» Records supplied:
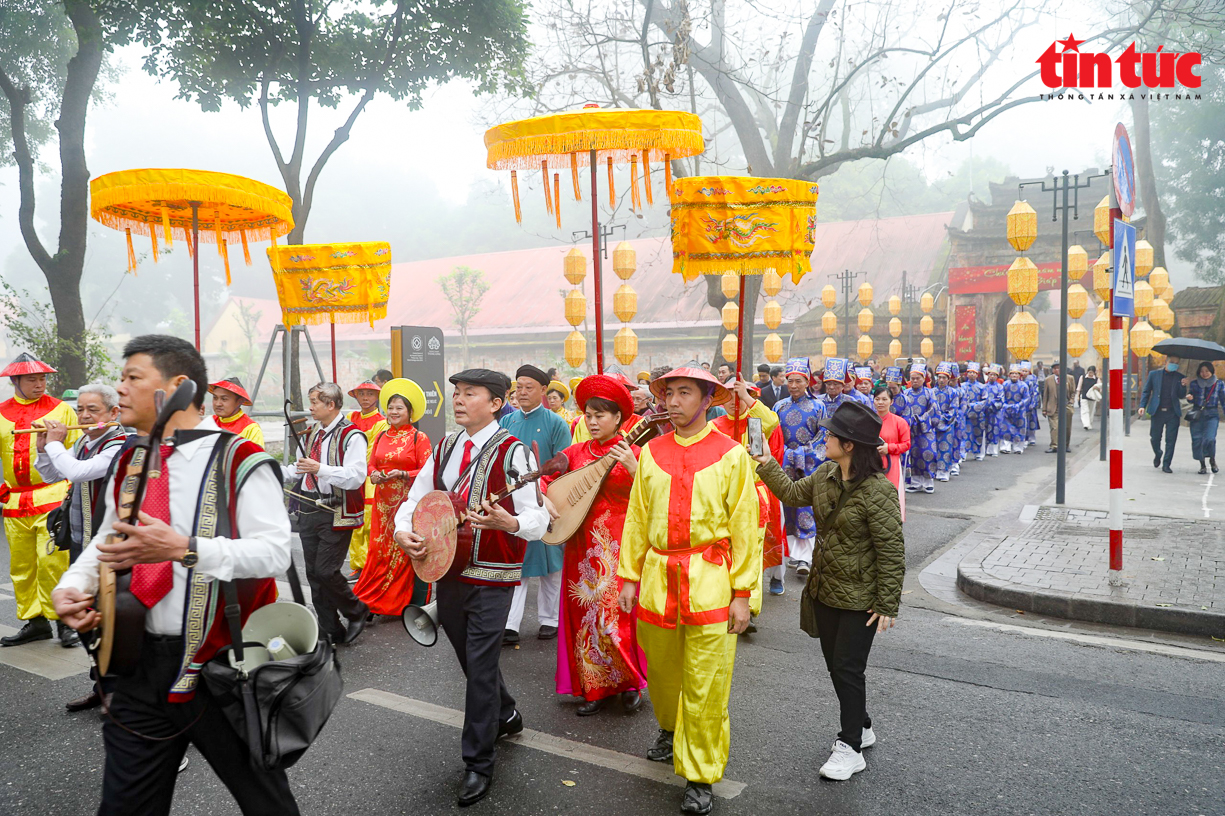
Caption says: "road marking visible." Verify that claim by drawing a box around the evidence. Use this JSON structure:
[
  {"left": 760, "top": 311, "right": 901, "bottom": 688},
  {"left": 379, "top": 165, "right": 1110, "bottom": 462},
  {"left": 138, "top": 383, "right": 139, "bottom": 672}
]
[
  {"left": 0, "top": 625, "right": 89, "bottom": 680},
  {"left": 948, "top": 618, "right": 1225, "bottom": 663},
  {"left": 349, "top": 689, "right": 746, "bottom": 799}
]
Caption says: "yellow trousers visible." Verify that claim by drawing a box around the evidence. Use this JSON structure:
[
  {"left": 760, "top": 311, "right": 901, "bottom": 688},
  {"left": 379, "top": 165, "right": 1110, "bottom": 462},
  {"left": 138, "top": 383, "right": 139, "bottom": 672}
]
[
  {"left": 638, "top": 620, "right": 736, "bottom": 784},
  {"left": 4, "top": 513, "right": 69, "bottom": 620}
]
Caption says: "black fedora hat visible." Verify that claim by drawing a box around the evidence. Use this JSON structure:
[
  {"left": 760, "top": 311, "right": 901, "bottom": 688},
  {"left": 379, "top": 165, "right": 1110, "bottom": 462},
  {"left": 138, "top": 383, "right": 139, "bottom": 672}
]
[{"left": 820, "top": 399, "right": 884, "bottom": 447}]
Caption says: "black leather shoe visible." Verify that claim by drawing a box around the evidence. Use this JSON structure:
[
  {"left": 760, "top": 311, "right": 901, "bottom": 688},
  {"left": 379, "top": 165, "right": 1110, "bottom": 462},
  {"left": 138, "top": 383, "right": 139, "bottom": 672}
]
[
  {"left": 497, "top": 709, "right": 523, "bottom": 739},
  {"left": 0, "top": 618, "right": 51, "bottom": 646},
  {"left": 55, "top": 620, "right": 81, "bottom": 649},
  {"left": 575, "top": 697, "right": 608, "bottom": 717},
  {"left": 459, "top": 771, "right": 490, "bottom": 807},
  {"left": 681, "top": 782, "right": 714, "bottom": 814},
  {"left": 647, "top": 728, "right": 673, "bottom": 762}
]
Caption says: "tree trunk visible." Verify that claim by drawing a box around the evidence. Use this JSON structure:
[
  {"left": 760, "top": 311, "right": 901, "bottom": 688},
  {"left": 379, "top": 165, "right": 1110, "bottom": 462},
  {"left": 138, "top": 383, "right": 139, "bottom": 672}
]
[{"left": 1131, "top": 93, "right": 1165, "bottom": 266}]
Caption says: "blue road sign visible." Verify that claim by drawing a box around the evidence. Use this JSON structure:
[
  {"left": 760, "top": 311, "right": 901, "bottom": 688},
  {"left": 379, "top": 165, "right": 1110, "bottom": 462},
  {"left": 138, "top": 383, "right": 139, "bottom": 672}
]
[{"left": 1111, "top": 218, "right": 1136, "bottom": 317}]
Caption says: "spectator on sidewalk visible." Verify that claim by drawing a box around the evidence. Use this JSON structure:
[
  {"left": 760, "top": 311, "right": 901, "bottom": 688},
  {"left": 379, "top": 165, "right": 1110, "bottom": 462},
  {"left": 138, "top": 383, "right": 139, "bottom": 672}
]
[{"left": 1139, "top": 354, "right": 1187, "bottom": 473}]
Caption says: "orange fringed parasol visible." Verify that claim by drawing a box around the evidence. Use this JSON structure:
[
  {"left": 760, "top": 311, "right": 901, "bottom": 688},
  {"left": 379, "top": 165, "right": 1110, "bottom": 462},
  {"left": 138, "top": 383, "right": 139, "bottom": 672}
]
[
  {"left": 89, "top": 168, "right": 294, "bottom": 349},
  {"left": 268, "top": 241, "right": 391, "bottom": 381}
]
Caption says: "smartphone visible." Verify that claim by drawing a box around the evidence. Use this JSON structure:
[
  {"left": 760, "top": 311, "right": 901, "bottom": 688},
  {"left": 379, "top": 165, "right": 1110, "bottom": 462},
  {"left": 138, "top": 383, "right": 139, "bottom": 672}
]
[{"left": 748, "top": 417, "right": 766, "bottom": 456}]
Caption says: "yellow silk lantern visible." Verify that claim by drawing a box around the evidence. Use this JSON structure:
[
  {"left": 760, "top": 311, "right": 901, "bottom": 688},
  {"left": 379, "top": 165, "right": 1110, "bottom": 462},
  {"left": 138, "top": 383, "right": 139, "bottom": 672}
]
[
  {"left": 821, "top": 283, "right": 838, "bottom": 309},
  {"left": 564, "top": 246, "right": 587, "bottom": 287},
  {"left": 565, "top": 331, "right": 587, "bottom": 369},
  {"left": 762, "top": 300, "right": 783, "bottom": 328},
  {"left": 1136, "top": 238, "right": 1153, "bottom": 278},
  {"left": 1093, "top": 196, "right": 1110, "bottom": 245},
  {"left": 1005, "top": 201, "right": 1038, "bottom": 252},
  {"left": 613, "top": 241, "right": 638, "bottom": 281},
  {"left": 1008, "top": 256, "right": 1038, "bottom": 306},
  {"left": 613, "top": 326, "right": 638, "bottom": 365},
  {"left": 1068, "top": 283, "right": 1089, "bottom": 320},
  {"left": 612, "top": 283, "right": 638, "bottom": 325},
  {"left": 1068, "top": 323, "right": 1089, "bottom": 357},
  {"left": 764, "top": 332, "right": 783, "bottom": 363},
  {"left": 1008, "top": 311, "right": 1038, "bottom": 360},
  {"left": 762, "top": 270, "right": 783, "bottom": 298},
  {"left": 859, "top": 281, "right": 873, "bottom": 309},
  {"left": 855, "top": 334, "right": 872, "bottom": 360},
  {"left": 720, "top": 300, "right": 740, "bottom": 332},
  {"left": 566, "top": 289, "right": 587, "bottom": 326},
  {"left": 1132, "top": 281, "right": 1153, "bottom": 317}
]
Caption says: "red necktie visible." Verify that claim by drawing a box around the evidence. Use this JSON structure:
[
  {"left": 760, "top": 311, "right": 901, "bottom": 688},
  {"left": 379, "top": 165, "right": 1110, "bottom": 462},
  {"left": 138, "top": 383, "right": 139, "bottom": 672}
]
[{"left": 131, "top": 445, "right": 174, "bottom": 609}]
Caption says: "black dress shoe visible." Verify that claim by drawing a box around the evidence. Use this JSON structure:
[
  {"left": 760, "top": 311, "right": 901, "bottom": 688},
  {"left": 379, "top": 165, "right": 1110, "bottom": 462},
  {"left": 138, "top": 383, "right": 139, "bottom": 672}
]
[
  {"left": 575, "top": 697, "right": 608, "bottom": 717},
  {"left": 64, "top": 689, "right": 102, "bottom": 712},
  {"left": 55, "top": 620, "right": 81, "bottom": 649},
  {"left": 459, "top": 771, "right": 490, "bottom": 807},
  {"left": 647, "top": 728, "right": 673, "bottom": 762},
  {"left": 497, "top": 709, "right": 523, "bottom": 739},
  {"left": 0, "top": 618, "right": 51, "bottom": 646},
  {"left": 681, "top": 782, "right": 714, "bottom": 814}
]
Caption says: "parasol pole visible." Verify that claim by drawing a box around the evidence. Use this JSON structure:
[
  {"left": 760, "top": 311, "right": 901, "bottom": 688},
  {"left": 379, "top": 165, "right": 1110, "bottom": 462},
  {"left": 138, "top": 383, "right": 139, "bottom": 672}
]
[
  {"left": 190, "top": 201, "right": 200, "bottom": 352},
  {"left": 592, "top": 151, "right": 604, "bottom": 374}
]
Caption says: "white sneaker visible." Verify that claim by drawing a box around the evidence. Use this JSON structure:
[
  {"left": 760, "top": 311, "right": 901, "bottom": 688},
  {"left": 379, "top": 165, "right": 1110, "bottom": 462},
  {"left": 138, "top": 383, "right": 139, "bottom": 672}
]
[{"left": 818, "top": 740, "right": 867, "bottom": 780}]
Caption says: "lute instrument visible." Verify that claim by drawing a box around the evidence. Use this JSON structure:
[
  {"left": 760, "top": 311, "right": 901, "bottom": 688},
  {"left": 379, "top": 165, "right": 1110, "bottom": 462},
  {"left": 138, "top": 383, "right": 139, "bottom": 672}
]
[
  {"left": 81, "top": 380, "right": 196, "bottom": 678},
  {"left": 413, "top": 442, "right": 566, "bottom": 583},
  {"left": 540, "top": 412, "right": 669, "bottom": 544}
]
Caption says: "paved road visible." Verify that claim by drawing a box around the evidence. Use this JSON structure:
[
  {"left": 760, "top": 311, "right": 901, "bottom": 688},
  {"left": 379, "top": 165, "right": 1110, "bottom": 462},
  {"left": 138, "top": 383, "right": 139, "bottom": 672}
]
[{"left": 0, "top": 421, "right": 1225, "bottom": 816}]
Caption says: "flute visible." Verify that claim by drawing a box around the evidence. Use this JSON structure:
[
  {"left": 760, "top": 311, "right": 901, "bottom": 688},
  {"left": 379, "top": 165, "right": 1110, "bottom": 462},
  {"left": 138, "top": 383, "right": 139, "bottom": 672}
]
[{"left": 12, "top": 423, "right": 119, "bottom": 435}]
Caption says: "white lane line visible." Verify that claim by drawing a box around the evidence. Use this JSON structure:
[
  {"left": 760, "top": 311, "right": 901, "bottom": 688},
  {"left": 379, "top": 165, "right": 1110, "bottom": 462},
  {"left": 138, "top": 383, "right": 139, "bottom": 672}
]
[
  {"left": 948, "top": 618, "right": 1225, "bottom": 663},
  {"left": 0, "top": 626, "right": 89, "bottom": 680},
  {"left": 349, "top": 689, "right": 746, "bottom": 799}
]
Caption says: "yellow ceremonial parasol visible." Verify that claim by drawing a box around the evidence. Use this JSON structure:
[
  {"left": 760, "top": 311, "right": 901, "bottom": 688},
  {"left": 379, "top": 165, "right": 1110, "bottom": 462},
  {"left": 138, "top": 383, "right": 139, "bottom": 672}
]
[
  {"left": 89, "top": 168, "right": 294, "bottom": 349},
  {"left": 485, "top": 104, "right": 706, "bottom": 374},
  {"left": 268, "top": 241, "right": 391, "bottom": 382},
  {"left": 669, "top": 175, "right": 817, "bottom": 436}
]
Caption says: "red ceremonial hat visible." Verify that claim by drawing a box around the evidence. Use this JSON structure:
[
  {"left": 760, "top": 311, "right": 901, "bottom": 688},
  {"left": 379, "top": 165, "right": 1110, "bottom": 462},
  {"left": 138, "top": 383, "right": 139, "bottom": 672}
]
[
  {"left": 650, "top": 366, "right": 731, "bottom": 406},
  {"left": 208, "top": 377, "right": 251, "bottom": 406},
  {"left": 575, "top": 374, "right": 633, "bottom": 421},
  {"left": 0, "top": 352, "right": 58, "bottom": 377},
  {"left": 349, "top": 380, "right": 382, "bottom": 399}
]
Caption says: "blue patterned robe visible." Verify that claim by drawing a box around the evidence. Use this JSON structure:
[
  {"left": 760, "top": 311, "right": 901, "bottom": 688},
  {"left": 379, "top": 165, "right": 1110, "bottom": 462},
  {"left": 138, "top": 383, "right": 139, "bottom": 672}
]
[
  {"left": 774, "top": 396, "right": 827, "bottom": 538},
  {"left": 893, "top": 387, "right": 936, "bottom": 478}
]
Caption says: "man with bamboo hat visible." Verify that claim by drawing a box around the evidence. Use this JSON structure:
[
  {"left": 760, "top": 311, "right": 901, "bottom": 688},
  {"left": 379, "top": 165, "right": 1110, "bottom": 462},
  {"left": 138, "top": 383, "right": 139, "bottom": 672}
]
[
  {"left": 0, "top": 353, "right": 81, "bottom": 646},
  {"left": 208, "top": 377, "right": 263, "bottom": 447},
  {"left": 617, "top": 366, "right": 762, "bottom": 814}
]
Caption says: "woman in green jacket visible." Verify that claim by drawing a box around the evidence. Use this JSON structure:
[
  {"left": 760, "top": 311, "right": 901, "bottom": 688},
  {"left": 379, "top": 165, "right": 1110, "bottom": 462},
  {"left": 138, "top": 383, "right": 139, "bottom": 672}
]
[{"left": 756, "top": 402, "right": 905, "bottom": 779}]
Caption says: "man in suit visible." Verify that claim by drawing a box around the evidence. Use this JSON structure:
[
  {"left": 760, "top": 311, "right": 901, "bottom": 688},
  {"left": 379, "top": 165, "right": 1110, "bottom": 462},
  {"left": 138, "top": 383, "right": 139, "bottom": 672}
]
[
  {"left": 1139, "top": 354, "right": 1187, "bottom": 473},
  {"left": 1042, "top": 363, "right": 1076, "bottom": 453}
]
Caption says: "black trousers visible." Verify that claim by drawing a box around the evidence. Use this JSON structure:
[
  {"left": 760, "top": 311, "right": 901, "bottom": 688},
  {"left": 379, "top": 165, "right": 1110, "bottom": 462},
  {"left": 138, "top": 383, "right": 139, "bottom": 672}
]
[
  {"left": 98, "top": 635, "right": 299, "bottom": 816},
  {"left": 298, "top": 512, "right": 370, "bottom": 642},
  {"left": 812, "top": 598, "right": 876, "bottom": 751},
  {"left": 436, "top": 580, "right": 515, "bottom": 777}
]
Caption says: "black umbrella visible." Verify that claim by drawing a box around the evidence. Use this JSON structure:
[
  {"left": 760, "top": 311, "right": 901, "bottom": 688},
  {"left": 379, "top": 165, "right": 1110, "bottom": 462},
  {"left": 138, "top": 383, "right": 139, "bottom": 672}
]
[{"left": 1153, "top": 337, "right": 1225, "bottom": 360}]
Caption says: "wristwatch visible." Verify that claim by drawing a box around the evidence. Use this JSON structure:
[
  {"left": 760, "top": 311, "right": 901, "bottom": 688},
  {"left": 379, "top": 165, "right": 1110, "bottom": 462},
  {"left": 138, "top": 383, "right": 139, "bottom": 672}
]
[{"left": 181, "top": 535, "right": 200, "bottom": 570}]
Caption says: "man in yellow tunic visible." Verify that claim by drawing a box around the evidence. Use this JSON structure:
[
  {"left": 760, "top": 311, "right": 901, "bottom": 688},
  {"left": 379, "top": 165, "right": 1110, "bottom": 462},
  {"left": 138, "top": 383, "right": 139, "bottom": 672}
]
[
  {"left": 0, "top": 354, "right": 81, "bottom": 646},
  {"left": 617, "top": 368, "right": 762, "bottom": 814}
]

» Task statement: From the material above, report every line that contains the string "parasol", copying each such line in full.

» Answer:
Caption says: "orange fringed parasol visible." Verify that claim by drawing a box around the evidence. Use this JSON structure:
Caption says: "parasol pole visible." Verify that claim by drawing a box around the evidence. Use this JSON structure:
Caption says: "yellow ceremonial parasol visible." Verify that claim by drawing a box around the evidence. Use this JSON structure:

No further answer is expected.